● SELECTED TEXT:

-- Begin --

Erika Lindemann
By 1830 the
University of North Carolina had graduated 460 students.
Roughly the same number had attended the institution without receiving degrees.
Tuition had doubled since the
University opened its doors, rising from $15 in 1795
to $30 in 1830. Room and board had cost $35 a year in 1795, but
by 1837, students paid at least $11 per month or $110 a year for
meals. Faculty salaries had more than doubled, from $600 for the
presiding professor in 1796 to
President
Caldwell's
$1,600 salary in 1830. Other faculty members were
making approximately $1,450 per year; tutors were paid $400 per
year (Trustees Minutes, Vol. 5, June 22, 1830, UA).
An advertisement in
Chapel
Hill's first short-lived newspaper
The Harbinger
provides a concise description of the
University in 1833:
University of North Carolina.—Seniors 16, Juniors 23,
Sophomores 35, Freshmen 28, irregular students 7; total 109—from
N.
Carolina 87,
Virginia 13,
Tennessee, 4
S.
Carolina 2,
Alabama 2,
Maryland 1.
Number of Professors 5, one vacancy.—Expenses per session: tuition
$15, room-rent 1, servant hire 2, board 6 to 8 per month; washing,
mending and bed, 8; deposit, most of which is returned, $3—The
annual Commencement is on the fourth Thursday in June.—First vacation,
six weeks from the fourth Thursday in June; second vacation, four weeks from
the 15th of Dec. (December 15, 1833:3)
During the 1830s enrollments increased only slightly, from 107
students in 1831 to 151 by 1839.
1 The number of
faculty members remained the same as in the 1820s—a president, five
professors, and two or three tutors.
Nicholas Hentz
resigned in 1831, so French was not taught until 1836, when
A.
Burgevin became the professor of modern languages.
Burgevin,
a native of
France and a
Roman
Catholic, stayed only a few months, and little is known about him, not
even his first name. In 1833
Walker
Anderson
was elected professor of natural philosophy and astronomy,
offering relief to
Elisha
Mitchell
, who became acting president as
Joseph
Caldwell's
health declined.
On January 27, 1835,
Professor
Caldwell
died. In considerable pain for several years with what may have
been kidney stones, he had decreased his teaching and administrative duties for
at least a year prior to his death. His passing saddened students, faculty, and
friends of education throughout the state. His presidency had been the stable
influence needed to establish the reputation of the
University, and
Caldwell
saw it through difficult financial and political
times. He raised money to expand its library and build
Old West and
Gerrard
Hall. In 1832 he constructed at his own expense the
University's first observatory. For almost forty years he managed to
navigate sectional controversies that might have lost the
University friends and supporters.
Some historians believe that
Caldwell's
step-son
William Hooper
saw himself as the next
University
president. In December 1835, however, the trustees elected
David Lowry
Swain
to that post. To some, the choice must have been puzzling.
Swain
was not a "learned man" or a clergyman. He
was young, only thirty-four. Although a
Presbyterian, he doubtless had been selected because of
his experience as a politician, not an academic.
Swain
had served as
North
Carolina's governor from 1832 to 1835. He had been elected to the
board of
trustees in 1831 and, as governor, became its ex officio chair. Board
members evidently thought that he could manage the
University well and perhaps improve its popularity among the
state's political leaders. In hindsight the choice was exactly right, for
Swain's
political skills would be needed to bring the
institution through the three decades leading up to and through the
Civil War.

-- End --

● TASK INPUTS:
-- Begin --

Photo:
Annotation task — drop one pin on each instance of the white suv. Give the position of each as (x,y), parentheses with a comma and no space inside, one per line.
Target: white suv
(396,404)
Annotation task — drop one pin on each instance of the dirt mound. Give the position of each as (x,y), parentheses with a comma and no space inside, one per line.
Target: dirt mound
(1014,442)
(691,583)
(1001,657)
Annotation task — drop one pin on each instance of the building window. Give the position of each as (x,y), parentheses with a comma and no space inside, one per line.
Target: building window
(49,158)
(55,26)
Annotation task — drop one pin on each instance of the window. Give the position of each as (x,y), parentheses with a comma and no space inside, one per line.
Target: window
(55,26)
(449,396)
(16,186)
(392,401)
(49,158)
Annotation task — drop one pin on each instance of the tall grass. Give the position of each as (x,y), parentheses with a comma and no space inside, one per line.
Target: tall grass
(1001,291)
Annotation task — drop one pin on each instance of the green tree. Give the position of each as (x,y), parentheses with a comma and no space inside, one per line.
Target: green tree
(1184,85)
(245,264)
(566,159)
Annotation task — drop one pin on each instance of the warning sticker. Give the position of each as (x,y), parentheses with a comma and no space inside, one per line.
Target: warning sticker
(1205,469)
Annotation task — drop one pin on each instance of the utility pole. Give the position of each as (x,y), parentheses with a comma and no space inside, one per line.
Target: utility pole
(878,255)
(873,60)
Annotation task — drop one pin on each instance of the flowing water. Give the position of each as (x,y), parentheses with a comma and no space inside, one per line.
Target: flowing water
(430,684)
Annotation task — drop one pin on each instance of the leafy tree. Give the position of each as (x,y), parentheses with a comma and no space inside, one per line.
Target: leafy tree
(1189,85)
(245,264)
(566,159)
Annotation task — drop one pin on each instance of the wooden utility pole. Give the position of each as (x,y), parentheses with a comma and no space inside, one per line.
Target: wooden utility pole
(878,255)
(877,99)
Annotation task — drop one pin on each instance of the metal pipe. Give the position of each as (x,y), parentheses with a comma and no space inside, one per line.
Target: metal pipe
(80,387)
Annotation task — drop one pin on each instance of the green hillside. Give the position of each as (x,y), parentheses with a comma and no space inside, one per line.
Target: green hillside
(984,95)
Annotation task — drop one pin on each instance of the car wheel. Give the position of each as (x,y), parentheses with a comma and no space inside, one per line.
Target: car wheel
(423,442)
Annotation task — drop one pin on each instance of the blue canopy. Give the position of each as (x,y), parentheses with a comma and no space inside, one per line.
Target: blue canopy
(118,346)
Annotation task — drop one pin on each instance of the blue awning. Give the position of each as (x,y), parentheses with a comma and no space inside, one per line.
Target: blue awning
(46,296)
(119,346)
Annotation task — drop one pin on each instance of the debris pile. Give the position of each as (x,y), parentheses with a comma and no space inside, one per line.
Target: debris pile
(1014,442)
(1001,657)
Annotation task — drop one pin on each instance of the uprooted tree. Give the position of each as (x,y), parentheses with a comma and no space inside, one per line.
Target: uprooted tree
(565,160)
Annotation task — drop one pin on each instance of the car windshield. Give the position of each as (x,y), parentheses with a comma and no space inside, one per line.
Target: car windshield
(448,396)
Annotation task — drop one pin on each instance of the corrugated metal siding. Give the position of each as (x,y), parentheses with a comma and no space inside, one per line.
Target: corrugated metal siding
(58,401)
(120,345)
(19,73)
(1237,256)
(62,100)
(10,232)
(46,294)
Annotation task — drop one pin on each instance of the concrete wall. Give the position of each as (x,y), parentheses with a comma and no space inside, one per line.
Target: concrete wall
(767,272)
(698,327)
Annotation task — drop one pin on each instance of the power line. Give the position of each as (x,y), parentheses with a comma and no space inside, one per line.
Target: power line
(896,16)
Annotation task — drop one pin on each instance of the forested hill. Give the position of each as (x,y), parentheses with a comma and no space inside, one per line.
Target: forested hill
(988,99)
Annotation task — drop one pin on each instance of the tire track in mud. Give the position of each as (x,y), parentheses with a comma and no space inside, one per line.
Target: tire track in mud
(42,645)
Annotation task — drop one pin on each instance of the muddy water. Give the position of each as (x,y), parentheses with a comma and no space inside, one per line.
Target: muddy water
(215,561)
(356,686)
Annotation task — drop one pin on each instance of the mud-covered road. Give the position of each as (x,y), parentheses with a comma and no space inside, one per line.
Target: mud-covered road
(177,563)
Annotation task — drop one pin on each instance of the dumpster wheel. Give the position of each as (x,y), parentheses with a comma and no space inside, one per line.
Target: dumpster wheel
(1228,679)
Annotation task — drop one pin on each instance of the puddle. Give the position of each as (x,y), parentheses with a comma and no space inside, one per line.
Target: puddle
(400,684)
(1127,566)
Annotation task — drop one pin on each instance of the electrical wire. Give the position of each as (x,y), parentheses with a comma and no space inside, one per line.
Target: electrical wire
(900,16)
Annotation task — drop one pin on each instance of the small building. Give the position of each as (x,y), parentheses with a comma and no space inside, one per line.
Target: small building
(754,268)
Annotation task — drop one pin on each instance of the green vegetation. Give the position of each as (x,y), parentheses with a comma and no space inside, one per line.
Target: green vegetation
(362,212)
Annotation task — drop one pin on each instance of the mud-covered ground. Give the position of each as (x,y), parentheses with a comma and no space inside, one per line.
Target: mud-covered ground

-- End --

● TASKS AND EXERCISES:
a: From the history of the University of North Carolina, write out the part that opens with the words containing "1 The number" and closes with "of modern languages.", renaming "French" to "German" throughout.
b: List every line in the rows that contains the word "sticker".

● EXPECTED ANSWERS:
a:
1 The number of
faculty members remained the same as in the 1820s—a president, five
professors, and two or three tutors.
Nicholas Hentz
resigned in 1831, so German was not taught until 1836, when
A.
Burgevin became the professor of modern languages.

b:
Annotation task — drop one pin on each instance of the warning sticker. Give the position of each as (x,y), parentheses with a comma and no space inside, one per line.
Target: warning sticker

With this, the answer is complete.